#### Problems to work on
1) In the article on Gambian politics, what label has the country been given?
2) Pick up the article on Gambian politics after its final sentence and carry it forward.

#### Reading text
--- --- ---
In a globalizing world marred by uncertainty and full of countless threats, the Gambian people continue to yearn for a leader and government that corresponds to their ideas and aspirations entering the 21st Century. From the dawn of independence after wrestling the nation away from British colonial rule, the ethical values and bonds of civility which has come to identity the tiny West African nation has seen the country tagged with the ‘Smiling Coast’ of Africa label, thus synced with the people. We should never lose sight of that – and for better or worse, President Jawara deserves credit in steering the affairs of state post-independence and his dealings in the arena of foreign policy. Above all, the Gambian people have come to be synonymous with tolerance despite the ethnic mix which continues to afflict many of its neighbours, and this has seen the country become the envy of many across the continent.

 

The premise of this effort was meant to be a scathing attack on the person of Dr. Aisatou Touray for her treacherous behaviour in the just concluded unity convention. It was a betrayal of barbaric proportions and a scandal she may never recover from. Politicians will often cite the privilege of serving in public office but to display arrogance and a sense of entitlement as she did?! The woman has no fibre of democratic value in her, but – I shall let bygones be bygones. And I urge fellow Gambians to do the same ‘we are a tolerant people’ and forgiveness is a big part of that. However, this should serve as a future lesson to anyone attempting to fool the Gambian people, or lie your way into public office. To Fatoumata Jallow-Tambajang, Halifa Sallah, Amadou Barrow, OJ, Hamat Bah, and the rest of the signatories to this historic accord – ‘’Alaa Barakaah’’ Thank you ‘’Un Jaaraama’’ ‘’Jerreh gen Jeff’’.
--- --- ---
#### Data listing

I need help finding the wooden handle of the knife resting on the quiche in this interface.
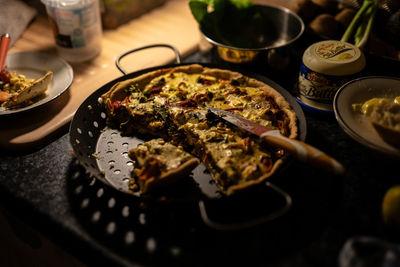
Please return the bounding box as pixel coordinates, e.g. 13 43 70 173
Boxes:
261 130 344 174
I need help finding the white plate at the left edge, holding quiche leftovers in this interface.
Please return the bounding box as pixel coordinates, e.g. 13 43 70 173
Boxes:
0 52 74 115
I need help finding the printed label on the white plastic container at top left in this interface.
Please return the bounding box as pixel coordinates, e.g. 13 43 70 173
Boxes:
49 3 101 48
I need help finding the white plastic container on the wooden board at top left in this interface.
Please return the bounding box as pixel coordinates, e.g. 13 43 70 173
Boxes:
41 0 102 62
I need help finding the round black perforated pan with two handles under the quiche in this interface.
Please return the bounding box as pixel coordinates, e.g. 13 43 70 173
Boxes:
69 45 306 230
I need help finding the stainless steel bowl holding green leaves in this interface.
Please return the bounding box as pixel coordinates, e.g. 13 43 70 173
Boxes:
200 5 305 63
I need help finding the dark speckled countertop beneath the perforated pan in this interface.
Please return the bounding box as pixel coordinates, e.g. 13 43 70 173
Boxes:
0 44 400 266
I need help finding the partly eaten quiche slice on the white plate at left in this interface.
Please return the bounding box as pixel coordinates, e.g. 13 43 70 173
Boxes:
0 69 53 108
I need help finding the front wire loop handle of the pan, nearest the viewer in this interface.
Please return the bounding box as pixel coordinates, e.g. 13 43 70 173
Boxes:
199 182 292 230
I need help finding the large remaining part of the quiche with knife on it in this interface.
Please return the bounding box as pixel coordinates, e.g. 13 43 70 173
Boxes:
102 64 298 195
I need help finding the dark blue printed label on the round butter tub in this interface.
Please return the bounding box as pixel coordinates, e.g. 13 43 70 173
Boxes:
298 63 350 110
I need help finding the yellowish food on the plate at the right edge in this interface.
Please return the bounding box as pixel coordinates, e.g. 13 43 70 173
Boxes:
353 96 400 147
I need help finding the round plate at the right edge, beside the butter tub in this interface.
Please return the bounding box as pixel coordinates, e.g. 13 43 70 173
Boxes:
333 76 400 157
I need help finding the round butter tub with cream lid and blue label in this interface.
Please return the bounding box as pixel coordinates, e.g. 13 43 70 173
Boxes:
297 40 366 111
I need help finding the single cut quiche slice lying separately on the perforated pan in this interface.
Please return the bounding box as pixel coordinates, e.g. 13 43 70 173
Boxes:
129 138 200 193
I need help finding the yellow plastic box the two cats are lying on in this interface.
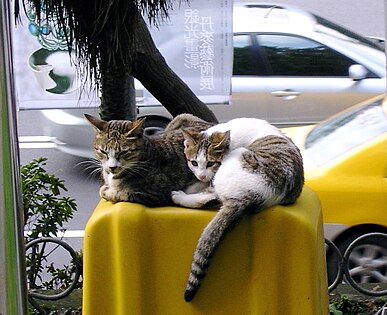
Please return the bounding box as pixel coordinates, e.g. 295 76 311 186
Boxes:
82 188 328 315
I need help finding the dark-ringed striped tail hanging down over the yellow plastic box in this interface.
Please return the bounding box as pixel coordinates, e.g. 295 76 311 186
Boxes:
--- --- ---
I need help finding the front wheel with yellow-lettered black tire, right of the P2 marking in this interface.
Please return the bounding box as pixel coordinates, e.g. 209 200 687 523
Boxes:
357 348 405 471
--- --- ---
#### Per-task outputs
1) The 'Smiling Coast' of Africa.

2)
 

In a fast-paced world of continuous noise and motion, it is worth gesturing at history from time to time and breathe, before embarking on any further steps. The people have spoken, and now more than ever waking up to their realities and divisive politics about the situation therein. Those divisions on religious and/or ethnic rhetoric has no place in Gambian society, nor anywhere else on planet earth! We have seen extreme language and tribal bashing from a desperate president and his side-kicks on the campaign trail gunning for pay-day at a later date – but we also remembered the tragedies of RWANDA, KENYA, and elsewhere! To put it plain, Gambians are tired-sick of hearing the same excuses of failures, same lies, and the same undelivered promises! The public deserve progressive thinking, bold and big ideas to transform agriculture, infrastructure of modern highways, rebuild our towns and brand new cities on a grand scale. Evidently, tortoise progress isn’t good enough. The people deserve better – and I suspect President Jammeh himself knows that!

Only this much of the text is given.